Text section: Begin

The indoor ag space is on fire this year and Gotham Greens is stoking the coals. The New York-based startup just raised an $87 million quity and debt round led by Colorado VC Manna Tree with participation from Florida real estate and private equity investor The Silverman Group and others.
The round brings Gotham Greens’ total funding to $130 million.
Although the Covid-19 pandemic made for a more complicated fundraising process, there was a silver lining, according to the startup’s CEO Viraj Puri.
“It revealed opportunities in the food supply chain, which is really the core of what our mission is – to transform how and where fresh produce is grown,” he told AFN.
“Supermarket retailers were facing a lot of voids on the shelf and it really provided an opportunity for us to fill some of those voids and be nimble. It was relatively easy for us to move from foodservice customers to food retail customers.”
Founded in 2009, Gotham Greens operates a network of leafy greens-producing greenhouses across North America. It claims to use 100% renewable energy to power its greenhouses, which use 95% less water and 97% less land than conventional open field farming.
Greenhouses vs vertical farms
There is quite a bit of tech under the greenhouse hood, as well. Gotham Greens has been ramping up its use of automation and data science in its climate-controlled greenhouses.
When it comes to tech, Puri sees a key differentiator between greenhouse operations and vertical farming businesses.

Text section: End

▸ **Required tasks**:
[1] Answer these from the Gotham Greens article:
(a) Which investor led the $87 million round?
(b) What is the startup's total funding after this round?
(c) In what year was Gotham Greens founded?
[2] Please resume the Gotham Greens article, writing on from its final sentence.

Excerpted data: Begin

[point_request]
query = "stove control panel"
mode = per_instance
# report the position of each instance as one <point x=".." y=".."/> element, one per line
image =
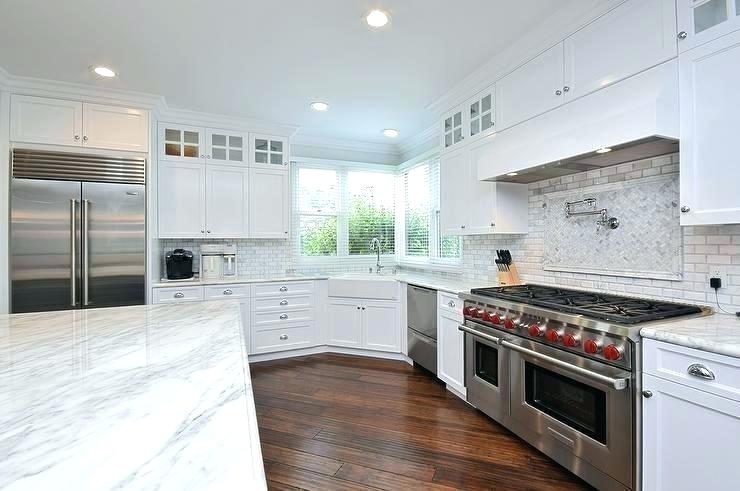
<point x="600" y="346"/>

Excerpted data: End

▸ **Answers to the exercises**:
[1]
(a) Manna Tree
(b) $130 million
(c) 2009

[2]
“We believe that the benefits of greenhouse farming currently outweigh those of vertical farming, which is an exciting extension of modern greenhouse farming. There are still some open questions around the technology and the financial sustainability primarily because fully indoor growing environments rely on artificial light,” he explained.
“Even though they can theoretically offer much higher yields and levels of climate control compared to modern greenhouses, those benefits will come with significantly higher capital and operating costs.”
Gotham Greens sells branded salad greens, herbs, salad dressings, and sauces. It claims to have doubled its revenue over the past year, selling its leafy greens in more than 40 US states and across 2,000 retail stores including Whole Foods, Albertsons, Meijer, Target, and Sprouts. It has doubled its capacity in the past 12 months by opening new greenhouse operations in Chicago, Providence, Baltimore, and Denver.
The new round of funding will be used to fund expansion into new channels and geographic markets, increase capacity, and development of new products. It has recently launched new products including grab-and-go salad bowls, packaged salads, and cooking sauces.
Although one may wonder how many products a startup can derive from a few core crops, Puri said there is plenty of whitespace left to explore.
“There’s channel diversification, there’s pack size diversification. There are just different ways to grow even within that category,” he said.
Can greenhouse startups keep up the pace?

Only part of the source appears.